**Supplied information**
= = =
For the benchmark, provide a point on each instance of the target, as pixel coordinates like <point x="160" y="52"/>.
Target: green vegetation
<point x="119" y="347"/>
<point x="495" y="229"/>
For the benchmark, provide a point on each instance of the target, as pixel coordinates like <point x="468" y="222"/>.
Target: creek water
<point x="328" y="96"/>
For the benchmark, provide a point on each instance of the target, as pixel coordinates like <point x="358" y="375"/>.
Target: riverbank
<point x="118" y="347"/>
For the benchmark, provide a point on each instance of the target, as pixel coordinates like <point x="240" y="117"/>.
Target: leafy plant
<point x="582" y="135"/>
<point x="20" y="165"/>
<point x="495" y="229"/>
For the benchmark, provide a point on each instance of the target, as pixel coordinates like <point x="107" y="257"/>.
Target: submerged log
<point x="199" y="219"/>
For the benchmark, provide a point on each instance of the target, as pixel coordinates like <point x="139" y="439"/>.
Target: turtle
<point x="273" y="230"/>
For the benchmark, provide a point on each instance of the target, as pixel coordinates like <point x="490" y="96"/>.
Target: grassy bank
= = =
Copy out every line of the listing above, unchanged and in the same order.

**Exercise result**
For the benchmark, provide a point on each instance of the target, as pixel coordinates like <point x="160" y="52"/>.
Target: green vegetation
<point x="119" y="347"/>
<point x="495" y="229"/>
For the benchmark, provide a point on each instance of the target, as pixel coordinates like <point x="468" y="222"/>.
Target: creek water
<point x="328" y="96"/>
For the benchmark, provide a point on each instance of the target, as pixel coordinates like <point x="358" y="375"/>.
Target: riverbank
<point x="118" y="347"/>
For the benchmark, provide a point on each instance of the target, as pixel coordinates like <point x="240" y="117"/>.
Target: leafy plant
<point x="582" y="135"/>
<point x="20" y="165"/>
<point x="495" y="229"/>
For the benchmark, provide a point on each instance of the target, as pixel coordinates like <point x="107" y="257"/>.
Target: submerged log
<point x="199" y="219"/>
For the benchmark, provide a point on each instance of the target, as pixel coordinates like <point x="139" y="439"/>.
Target: turtle
<point x="273" y="230"/>
For the benchmark, provide a point on each instance of the target, as pixel coordinates like <point x="490" y="96"/>.
Target: grassy bank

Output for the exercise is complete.